**Source records**:
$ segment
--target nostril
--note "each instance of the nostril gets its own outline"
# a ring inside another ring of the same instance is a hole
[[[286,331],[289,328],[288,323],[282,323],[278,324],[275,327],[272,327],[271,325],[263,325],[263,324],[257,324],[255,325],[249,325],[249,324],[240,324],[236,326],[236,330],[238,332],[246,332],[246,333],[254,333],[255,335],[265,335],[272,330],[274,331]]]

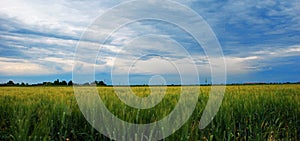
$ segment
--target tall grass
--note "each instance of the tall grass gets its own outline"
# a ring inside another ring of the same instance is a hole
[[[132,89],[150,94],[148,87]],[[168,87],[158,105],[138,110],[122,103],[112,87],[98,90],[114,115],[137,124],[159,121],[180,98],[180,87]],[[200,130],[209,91],[200,87],[193,115],[165,140],[300,140],[300,85],[227,86],[218,114]],[[85,120],[72,87],[0,87],[0,103],[0,140],[109,140]]]

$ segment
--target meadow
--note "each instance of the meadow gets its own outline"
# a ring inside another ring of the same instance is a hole
[[[189,120],[165,140],[300,140],[300,85],[227,86],[219,112],[203,130],[199,120],[210,86],[199,87]],[[132,87],[141,97],[148,87]],[[155,107],[137,110],[122,103],[112,87],[98,87],[106,107],[131,123],[155,122],[177,104],[180,87],[167,88]],[[109,140],[84,118],[73,87],[0,87],[0,140]]]

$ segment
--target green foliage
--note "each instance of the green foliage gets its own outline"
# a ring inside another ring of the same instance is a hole
[[[70,81],[68,82],[68,86],[72,86],[72,85],[73,85],[73,81],[70,80]]]
[[[95,84],[97,86],[106,86],[106,84],[104,83],[104,81],[95,81]]]
[[[14,81],[9,80],[9,81],[7,82],[7,85],[12,86],[12,85],[15,85],[15,83],[14,83]]]
[[[180,87],[168,87],[158,105],[138,110],[122,103],[113,87],[98,90],[113,114],[138,124],[167,116],[180,97]],[[149,87],[132,91],[150,94]],[[228,86],[218,114],[203,130],[198,124],[210,86],[201,86],[200,92],[193,115],[166,140],[300,139],[300,85]],[[0,87],[0,103],[0,140],[109,140],[85,120],[72,87]]]

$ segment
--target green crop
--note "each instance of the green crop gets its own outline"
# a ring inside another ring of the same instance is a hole
[[[227,86],[219,112],[203,130],[198,126],[210,86],[199,89],[194,113],[165,140],[300,140],[300,85]],[[98,90],[111,113],[136,124],[159,121],[180,98],[179,86],[168,87],[158,105],[139,110],[122,103],[113,87]],[[132,91],[150,94],[146,86]],[[0,87],[0,103],[0,140],[109,140],[85,120],[72,87]]]

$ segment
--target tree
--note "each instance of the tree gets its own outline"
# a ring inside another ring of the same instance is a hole
[[[9,80],[6,84],[9,86],[15,85],[14,81],[12,81],[12,80]]]
[[[59,79],[56,79],[56,80],[53,82],[53,84],[54,84],[55,86],[58,86],[58,85],[59,85]]]
[[[65,81],[65,80],[63,80],[60,84],[63,85],[63,86],[67,86],[68,85],[67,81]]]
[[[99,81],[99,82],[98,82],[98,85],[99,85],[99,86],[106,86],[106,84],[104,83],[104,81]]]
[[[68,86],[72,86],[73,85],[73,82],[72,82],[72,80],[70,80],[69,82],[68,82]]]
[[[89,86],[90,83],[89,83],[89,82],[86,82],[86,83],[83,83],[82,85],[83,85],[83,86]]]

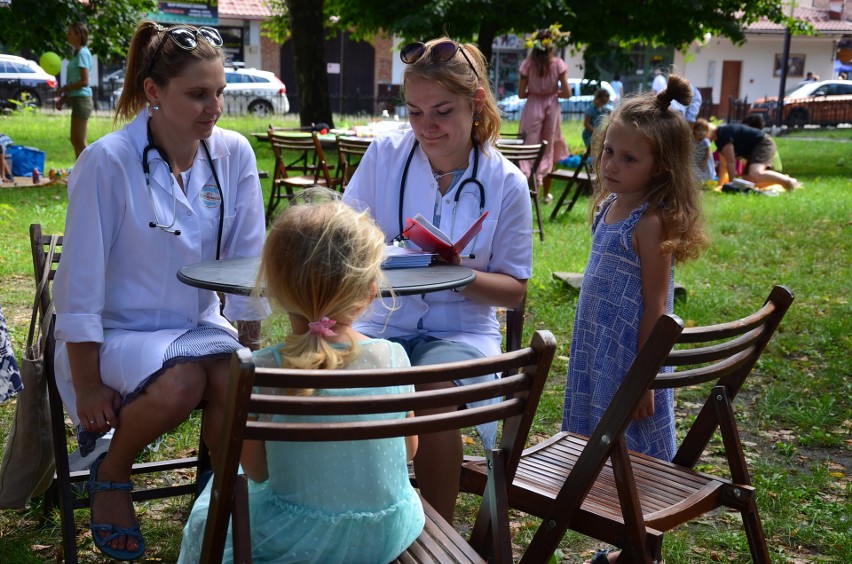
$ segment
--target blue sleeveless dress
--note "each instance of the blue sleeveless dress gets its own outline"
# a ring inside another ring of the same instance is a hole
[[[608,225],[604,218],[615,198],[613,194],[604,200],[592,224],[592,253],[583,275],[568,361],[562,430],[586,436],[603,417],[636,357],[643,312],[633,231],[648,204]],[[672,311],[673,304],[674,266],[667,312]],[[656,390],[654,415],[632,421],[625,436],[631,450],[670,461],[675,453],[674,391]]]
[[[403,348],[383,339],[358,343],[358,358],[347,368],[409,366]],[[280,366],[279,347],[254,353],[258,366]],[[326,395],[376,395],[409,391],[408,386],[324,390]],[[405,413],[396,414],[405,417]],[[273,416],[298,421],[296,416]],[[334,416],[329,421],[362,421],[385,414]],[[423,506],[408,480],[405,439],[266,444],[269,479],[249,480],[252,561],[256,563],[351,562],[385,564],[420,535]],[[201,556],[213,480],[198,497],[183,531],[179,563]],[[233,562],[231,529],[223,562]]]

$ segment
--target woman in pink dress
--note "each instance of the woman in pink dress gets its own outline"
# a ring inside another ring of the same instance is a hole
[[[562,137],[562,110],[559,98],[571,95],[568,85],[568,65],[556,56],[554,48],[567,42],[568,34],[558,28],[541,29],[532,38],[529,56],[521,63],[521,80],[518,96],[527,103],[521,113],[520,131],[528,144],[547,141],[536,176],[542,187],[544,203],[553,201],[550,185],[543,182],[553,169],[553,161],[568,156],[568,147]],[[521,161],[521,170],[529,175],[532,163]]]

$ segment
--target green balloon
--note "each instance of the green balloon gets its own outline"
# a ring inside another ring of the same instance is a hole
[[[41,56],[38,64],[44,69],[47,74],[56,76],[62,72],[62,59],[53,51],[47,51]]]

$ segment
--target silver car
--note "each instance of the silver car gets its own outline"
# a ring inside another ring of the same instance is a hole
[[[244,69],[239,66],[227,67],[225,82],[226,114],[251,113],[266,116],[286,114],[290,111],[287,87],[269,71]],[[122,90],[119,87],[110,96],[113,108],[121,97]]]
[[[256,115],[290,111],[287,87],[275,74],[239,66],[225,69],[225,113]]]

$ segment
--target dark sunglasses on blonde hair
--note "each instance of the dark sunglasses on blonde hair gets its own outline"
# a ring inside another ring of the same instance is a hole
[[[222,36],[219,35],[219,31],[213,27],[201,26],[199,28],[192,28],[177,26],[166,29],[157,26],[157,32],[159,33],[162,31],[166,32],[166,36],[162,39],[162,41],[160,41],[160,44],[157,45],[157,50],[154,51],[154,56],[151,57],[151,63],[148,65],[148,76],[150,76],[154,71],[154,64],[156,64],[157,59],[160,56],[160,52],[163,50],[163,45],[166,44],[169,37],[172,38],[178,47],[185,51],[192,51],[198,47],[199,36],[213,47],[221,47],[224,43],[222,41]]]
[[[470,65],[470,70],[473,71],[476,78],[479,78],[479,73],[476,72],[476,67],[473,66],[473,62],[467,56],[464,47],[455,41],[439,41],[431,47],[427,47],[425,43],[421,43],[419,41],[416,43],[409,43],[399,52],[399,58],[402,59],[402,62],[406,65],[411,65],[419,61],[420,57],[426,53],[427,49],[429,50],[429,60],[433,63],[446,63],[455,57],[456,53],[461,51],[464,60],[467,61],[468,65]]]

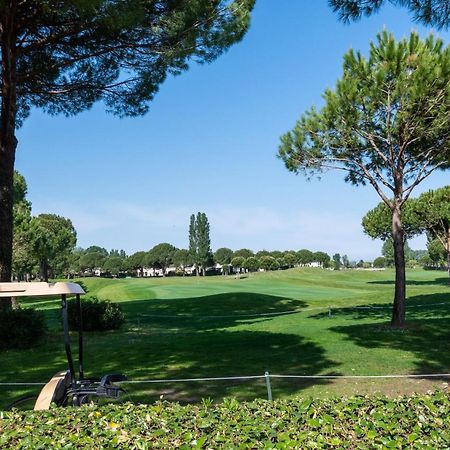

**Task**:
In the data above, find each line that uses the string "nostril". Copy it.

**Finished task**:
--target nostril
--note "each instance of the nostril gets its own outline"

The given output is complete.